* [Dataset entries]
● ● ●

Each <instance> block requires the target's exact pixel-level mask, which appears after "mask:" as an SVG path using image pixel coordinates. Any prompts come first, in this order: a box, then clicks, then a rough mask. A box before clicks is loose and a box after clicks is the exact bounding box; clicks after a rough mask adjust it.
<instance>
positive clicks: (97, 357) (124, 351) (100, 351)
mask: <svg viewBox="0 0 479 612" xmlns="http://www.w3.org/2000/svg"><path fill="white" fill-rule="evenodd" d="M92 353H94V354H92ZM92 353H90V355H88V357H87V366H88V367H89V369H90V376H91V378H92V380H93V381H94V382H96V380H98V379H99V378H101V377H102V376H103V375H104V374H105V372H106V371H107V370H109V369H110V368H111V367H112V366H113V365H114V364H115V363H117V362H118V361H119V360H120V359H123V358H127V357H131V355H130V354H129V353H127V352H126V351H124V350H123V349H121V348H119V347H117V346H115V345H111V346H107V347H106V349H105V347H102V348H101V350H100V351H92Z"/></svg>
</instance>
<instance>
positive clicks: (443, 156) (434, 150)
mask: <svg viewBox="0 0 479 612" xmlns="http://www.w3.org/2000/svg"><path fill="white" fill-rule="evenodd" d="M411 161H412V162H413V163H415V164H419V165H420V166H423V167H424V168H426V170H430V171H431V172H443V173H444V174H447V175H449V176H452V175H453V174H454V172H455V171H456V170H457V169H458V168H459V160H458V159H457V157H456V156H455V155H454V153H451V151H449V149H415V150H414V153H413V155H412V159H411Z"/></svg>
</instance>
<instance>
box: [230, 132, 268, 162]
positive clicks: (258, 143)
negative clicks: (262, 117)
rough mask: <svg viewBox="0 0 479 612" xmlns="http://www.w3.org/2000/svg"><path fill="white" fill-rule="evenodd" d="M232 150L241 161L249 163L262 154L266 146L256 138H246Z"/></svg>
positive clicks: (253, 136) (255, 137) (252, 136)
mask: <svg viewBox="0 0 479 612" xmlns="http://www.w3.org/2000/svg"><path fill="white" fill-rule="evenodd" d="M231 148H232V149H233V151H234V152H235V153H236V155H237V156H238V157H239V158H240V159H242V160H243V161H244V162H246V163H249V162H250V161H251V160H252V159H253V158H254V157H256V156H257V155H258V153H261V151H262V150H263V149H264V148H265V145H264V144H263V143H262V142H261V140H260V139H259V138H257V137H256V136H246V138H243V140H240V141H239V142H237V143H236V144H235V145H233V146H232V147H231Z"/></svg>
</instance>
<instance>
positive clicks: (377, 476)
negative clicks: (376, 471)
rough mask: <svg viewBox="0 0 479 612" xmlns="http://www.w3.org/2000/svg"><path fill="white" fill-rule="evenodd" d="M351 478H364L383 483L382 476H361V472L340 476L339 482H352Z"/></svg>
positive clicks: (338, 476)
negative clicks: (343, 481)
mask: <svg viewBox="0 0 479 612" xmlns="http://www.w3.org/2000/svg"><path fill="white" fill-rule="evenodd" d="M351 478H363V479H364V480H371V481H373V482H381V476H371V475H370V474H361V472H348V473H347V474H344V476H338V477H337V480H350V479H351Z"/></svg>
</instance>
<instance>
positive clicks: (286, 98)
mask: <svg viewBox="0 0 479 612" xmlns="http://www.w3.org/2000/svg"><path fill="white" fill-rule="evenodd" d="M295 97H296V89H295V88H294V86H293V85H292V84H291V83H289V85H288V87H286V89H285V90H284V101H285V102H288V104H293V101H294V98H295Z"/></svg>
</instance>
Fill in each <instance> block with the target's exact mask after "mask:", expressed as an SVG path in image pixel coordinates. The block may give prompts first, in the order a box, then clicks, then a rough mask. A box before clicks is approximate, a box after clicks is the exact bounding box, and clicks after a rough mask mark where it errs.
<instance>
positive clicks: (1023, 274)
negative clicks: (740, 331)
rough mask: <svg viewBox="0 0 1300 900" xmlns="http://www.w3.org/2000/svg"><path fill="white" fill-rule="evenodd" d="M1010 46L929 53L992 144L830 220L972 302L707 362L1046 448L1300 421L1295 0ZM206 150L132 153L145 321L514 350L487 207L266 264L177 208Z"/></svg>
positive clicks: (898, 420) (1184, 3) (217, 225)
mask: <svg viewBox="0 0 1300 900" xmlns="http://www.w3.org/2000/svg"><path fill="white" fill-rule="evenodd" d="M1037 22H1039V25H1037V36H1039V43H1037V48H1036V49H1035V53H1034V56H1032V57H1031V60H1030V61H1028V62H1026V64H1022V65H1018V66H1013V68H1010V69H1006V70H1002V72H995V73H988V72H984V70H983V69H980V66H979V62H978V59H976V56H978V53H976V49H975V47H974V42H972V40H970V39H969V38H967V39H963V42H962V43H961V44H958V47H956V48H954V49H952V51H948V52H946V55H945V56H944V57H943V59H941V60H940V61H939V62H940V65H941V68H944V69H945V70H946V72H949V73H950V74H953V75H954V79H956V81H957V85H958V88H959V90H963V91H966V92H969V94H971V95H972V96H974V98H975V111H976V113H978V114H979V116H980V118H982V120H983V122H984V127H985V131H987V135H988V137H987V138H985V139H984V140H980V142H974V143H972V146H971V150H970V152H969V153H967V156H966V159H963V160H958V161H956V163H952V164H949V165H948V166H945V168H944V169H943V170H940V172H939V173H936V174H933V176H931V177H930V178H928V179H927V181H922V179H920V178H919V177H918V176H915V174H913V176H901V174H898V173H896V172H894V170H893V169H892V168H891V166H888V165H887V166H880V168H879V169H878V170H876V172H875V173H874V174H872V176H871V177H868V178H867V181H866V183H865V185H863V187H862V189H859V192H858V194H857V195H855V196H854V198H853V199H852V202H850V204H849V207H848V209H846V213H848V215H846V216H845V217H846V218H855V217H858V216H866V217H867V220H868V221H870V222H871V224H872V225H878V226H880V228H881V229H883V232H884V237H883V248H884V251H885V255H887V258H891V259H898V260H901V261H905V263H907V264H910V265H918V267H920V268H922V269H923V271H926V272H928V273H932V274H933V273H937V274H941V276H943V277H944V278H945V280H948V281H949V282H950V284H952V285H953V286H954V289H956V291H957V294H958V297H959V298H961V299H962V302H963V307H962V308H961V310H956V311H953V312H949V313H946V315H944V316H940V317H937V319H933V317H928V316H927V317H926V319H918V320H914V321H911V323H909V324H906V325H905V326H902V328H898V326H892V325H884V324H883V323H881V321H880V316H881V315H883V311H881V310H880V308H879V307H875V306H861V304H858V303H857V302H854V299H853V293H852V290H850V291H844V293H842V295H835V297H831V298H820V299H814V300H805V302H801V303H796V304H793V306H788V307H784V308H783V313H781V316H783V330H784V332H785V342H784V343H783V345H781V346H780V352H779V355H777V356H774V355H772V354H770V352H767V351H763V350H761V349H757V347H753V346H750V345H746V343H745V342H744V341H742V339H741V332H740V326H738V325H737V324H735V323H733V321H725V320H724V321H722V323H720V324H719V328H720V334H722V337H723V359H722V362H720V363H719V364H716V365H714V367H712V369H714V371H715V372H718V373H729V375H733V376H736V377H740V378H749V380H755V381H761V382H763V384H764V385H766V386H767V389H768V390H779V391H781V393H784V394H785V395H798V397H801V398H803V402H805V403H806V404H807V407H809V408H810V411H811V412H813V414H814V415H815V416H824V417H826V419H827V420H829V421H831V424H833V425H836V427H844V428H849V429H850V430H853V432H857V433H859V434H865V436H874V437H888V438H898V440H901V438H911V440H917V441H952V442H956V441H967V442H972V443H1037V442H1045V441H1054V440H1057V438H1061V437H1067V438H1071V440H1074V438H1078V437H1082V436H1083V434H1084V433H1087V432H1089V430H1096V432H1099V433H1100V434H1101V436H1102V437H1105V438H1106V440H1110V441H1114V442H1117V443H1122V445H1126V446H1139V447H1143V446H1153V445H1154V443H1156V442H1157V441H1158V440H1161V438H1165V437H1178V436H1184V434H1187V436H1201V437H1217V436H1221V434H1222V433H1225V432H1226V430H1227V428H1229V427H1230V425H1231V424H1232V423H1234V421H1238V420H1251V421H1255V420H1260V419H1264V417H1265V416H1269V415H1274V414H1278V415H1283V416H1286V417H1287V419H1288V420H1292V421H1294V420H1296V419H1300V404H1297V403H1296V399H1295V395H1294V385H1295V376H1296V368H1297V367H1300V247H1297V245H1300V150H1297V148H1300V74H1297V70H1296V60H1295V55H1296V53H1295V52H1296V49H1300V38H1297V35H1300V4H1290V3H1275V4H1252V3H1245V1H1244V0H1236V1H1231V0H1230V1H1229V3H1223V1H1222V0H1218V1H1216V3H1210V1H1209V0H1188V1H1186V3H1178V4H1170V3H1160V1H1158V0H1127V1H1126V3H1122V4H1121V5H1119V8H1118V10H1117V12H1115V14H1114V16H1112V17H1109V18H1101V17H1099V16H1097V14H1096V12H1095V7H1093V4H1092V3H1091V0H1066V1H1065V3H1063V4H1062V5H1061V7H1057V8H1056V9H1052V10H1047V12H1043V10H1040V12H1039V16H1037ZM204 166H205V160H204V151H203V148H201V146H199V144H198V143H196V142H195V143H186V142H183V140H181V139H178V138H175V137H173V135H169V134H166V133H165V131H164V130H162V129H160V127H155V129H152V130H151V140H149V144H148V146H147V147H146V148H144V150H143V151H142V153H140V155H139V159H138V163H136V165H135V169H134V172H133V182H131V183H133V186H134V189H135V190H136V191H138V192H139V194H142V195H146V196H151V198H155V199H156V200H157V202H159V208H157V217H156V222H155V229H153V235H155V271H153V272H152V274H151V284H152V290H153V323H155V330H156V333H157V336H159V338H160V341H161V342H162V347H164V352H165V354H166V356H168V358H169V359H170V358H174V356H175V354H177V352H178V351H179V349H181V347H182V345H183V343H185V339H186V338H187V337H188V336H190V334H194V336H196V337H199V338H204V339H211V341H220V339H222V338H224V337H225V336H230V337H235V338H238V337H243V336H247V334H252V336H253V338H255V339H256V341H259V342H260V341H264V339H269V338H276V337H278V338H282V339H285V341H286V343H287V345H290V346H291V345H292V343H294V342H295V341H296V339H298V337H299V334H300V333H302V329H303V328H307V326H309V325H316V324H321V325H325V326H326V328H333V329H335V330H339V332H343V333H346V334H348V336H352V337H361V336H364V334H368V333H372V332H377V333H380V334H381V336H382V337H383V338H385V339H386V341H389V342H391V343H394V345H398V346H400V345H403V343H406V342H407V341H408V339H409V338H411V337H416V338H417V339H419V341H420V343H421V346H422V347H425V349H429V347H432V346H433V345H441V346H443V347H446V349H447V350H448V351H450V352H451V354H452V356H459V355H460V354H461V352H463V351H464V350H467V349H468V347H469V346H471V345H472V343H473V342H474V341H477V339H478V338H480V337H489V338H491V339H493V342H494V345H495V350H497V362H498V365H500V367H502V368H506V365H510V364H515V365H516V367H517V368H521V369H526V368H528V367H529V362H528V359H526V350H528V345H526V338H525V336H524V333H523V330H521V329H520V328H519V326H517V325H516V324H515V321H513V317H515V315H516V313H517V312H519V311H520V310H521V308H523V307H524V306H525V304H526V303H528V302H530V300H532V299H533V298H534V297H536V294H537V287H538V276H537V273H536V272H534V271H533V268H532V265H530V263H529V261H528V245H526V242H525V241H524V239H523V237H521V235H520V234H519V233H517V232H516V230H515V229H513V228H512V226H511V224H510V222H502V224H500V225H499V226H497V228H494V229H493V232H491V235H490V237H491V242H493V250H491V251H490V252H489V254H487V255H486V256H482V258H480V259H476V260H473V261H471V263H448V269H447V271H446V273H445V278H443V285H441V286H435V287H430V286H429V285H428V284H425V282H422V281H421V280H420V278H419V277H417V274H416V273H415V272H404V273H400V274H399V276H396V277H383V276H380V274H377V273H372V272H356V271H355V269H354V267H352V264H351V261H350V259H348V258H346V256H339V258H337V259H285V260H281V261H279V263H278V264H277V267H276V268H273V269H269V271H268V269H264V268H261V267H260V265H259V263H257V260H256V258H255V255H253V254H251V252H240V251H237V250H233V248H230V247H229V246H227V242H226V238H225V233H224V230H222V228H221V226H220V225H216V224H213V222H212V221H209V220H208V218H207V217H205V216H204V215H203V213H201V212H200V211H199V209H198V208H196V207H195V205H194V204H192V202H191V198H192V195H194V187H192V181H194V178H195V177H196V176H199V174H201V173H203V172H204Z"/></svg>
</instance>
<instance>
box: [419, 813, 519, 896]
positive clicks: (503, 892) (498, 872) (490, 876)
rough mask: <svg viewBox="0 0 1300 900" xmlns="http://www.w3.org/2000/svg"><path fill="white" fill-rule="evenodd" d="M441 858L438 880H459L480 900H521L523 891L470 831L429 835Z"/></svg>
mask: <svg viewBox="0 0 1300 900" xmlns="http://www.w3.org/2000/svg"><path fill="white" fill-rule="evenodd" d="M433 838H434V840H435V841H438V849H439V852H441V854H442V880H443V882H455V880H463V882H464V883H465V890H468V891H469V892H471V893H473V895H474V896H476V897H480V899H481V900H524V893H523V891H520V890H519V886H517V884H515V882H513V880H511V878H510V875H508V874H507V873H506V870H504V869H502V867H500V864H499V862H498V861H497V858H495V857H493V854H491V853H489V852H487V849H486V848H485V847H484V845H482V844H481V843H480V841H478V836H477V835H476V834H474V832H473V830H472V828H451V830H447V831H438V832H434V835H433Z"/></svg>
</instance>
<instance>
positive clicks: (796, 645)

● ● ●

* [TASK INSTRUCTIONS] A single figure is required: the number of lines in the entries that hold the string "before".

* [FINAL ANSWER] 2